> Source text:
* begin *

(Publisher’s note: This post about Sanders Arts, a Dutch dealmaker and marketer in Silicon Valley, is part of Dispatches’ Tech Tuesday series. We cover startups and finance because so many of our highly skilled internationals are entrepreneurs and investors. Dispatches receives no remuneration for this post.)
I’m going to make the argument that the easiest part of building a successful tech startup is the tech. Let’s face it … if you have access to the best talent and some early stage capital, you can get a lot done. It’s on you to come up with strategy and marketing, biz development, project management, graphics and fundraising, not to mention negotiating with investors and lenders.
Let’s say you do get a lot done and suddenly you have the foundation for the next ASML or BioNTech.
Now what?
European sensitivity, Silicon Valley chutzpah
Most European startups go for the low-hanging fruit – government subsidies or investments from European VCs. Or they could go see Sander Arts and get connected to a full ecosystem of deal makers.
Combining European sensitivity with Silicon Valley chutzpah, Arts is the Dutch consultant/marketer/venture advisor in The Valley behind numerous big acquisitions, including Nordic Semiconductor acquisition this month of Neuton. Sander was advisor to Andrey Korobitsyn, Neuton CEO. He also played a role in Intrinsic ID’s acquisition by Synopsys. In April, Siemens acquired Wevolver. Guess who was Wevolver’s advisor? Sander Arts. In his past he helped position Klue for an acquisition by Medtronic, and re-positioned Atmel before it was acquired by Microchip Technology in a $3.6 billion deal.
Sander recently wrote a LinkedIn post on his journey to the board of Connected Vision Advisors, which is sort of the digital age version of the fabled analog deal makers such as KKR.
These firms exist to take promising firms and help them get acquired, connecting them to investment banks, consulting firms and private equity.
What’s that? You say you don’t want to get acquired?

* end *

> Data extract:
* begin *

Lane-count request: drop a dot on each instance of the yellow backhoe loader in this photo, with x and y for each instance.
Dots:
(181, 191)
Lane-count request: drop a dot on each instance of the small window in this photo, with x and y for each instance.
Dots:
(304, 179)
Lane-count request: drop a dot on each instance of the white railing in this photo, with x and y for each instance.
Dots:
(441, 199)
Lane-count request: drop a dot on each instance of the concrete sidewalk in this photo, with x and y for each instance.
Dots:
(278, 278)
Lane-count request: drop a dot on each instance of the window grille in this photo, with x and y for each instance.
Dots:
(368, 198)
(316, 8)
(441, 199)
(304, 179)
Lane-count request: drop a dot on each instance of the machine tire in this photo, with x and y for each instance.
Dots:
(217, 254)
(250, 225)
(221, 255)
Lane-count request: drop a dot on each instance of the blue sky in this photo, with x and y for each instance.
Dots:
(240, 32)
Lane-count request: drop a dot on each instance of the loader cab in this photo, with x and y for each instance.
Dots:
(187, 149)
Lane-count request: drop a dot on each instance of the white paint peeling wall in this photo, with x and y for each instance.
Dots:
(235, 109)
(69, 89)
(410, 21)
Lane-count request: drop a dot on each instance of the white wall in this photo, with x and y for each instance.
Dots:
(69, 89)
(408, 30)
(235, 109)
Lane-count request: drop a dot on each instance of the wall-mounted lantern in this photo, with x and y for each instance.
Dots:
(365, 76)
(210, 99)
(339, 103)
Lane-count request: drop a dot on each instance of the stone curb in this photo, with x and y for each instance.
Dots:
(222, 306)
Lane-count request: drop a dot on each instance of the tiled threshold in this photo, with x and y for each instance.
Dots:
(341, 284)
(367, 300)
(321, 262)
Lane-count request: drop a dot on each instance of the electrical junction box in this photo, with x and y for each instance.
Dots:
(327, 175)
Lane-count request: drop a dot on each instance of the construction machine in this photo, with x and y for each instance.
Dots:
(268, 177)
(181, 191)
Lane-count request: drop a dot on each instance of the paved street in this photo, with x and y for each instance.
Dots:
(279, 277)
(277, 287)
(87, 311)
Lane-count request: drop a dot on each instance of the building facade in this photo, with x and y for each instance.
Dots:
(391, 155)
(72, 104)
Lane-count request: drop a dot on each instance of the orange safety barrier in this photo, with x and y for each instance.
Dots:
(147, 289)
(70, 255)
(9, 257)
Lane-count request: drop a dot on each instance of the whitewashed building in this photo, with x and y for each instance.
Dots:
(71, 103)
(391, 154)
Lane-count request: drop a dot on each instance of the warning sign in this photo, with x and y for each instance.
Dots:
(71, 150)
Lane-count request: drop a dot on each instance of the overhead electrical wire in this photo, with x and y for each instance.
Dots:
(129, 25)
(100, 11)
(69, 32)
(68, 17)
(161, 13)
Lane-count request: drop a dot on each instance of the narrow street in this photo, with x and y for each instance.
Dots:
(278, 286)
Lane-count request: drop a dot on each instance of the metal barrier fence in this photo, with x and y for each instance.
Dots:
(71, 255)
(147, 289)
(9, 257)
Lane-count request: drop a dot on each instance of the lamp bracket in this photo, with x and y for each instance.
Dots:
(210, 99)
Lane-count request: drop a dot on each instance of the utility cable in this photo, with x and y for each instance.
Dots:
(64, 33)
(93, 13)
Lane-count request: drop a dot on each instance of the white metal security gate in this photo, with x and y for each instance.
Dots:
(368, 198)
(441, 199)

* end *

> Problem 1:
List every company that the dealmaker article names as the buyer in an acquisition.
> Problem 2:
Reproduce the dealmaker article word for word, from "Sander recently wrote" up to and including "and private equity.".

> Correct answer 1:
- Nordic Semiconductor
- Synopsys
- Siemens
- Medtronic
- Microchip Technology

> Correct answer 2:
Sander recently wrote a LinkedIn post on his journey to the board of Connected Vision Advisors, which is sort of the digital age version of the fabled analog deal makers such as KKR.
These firms exist to take promising firms and help them get acquired, connecting them to investment banks, consulting firms and private equity.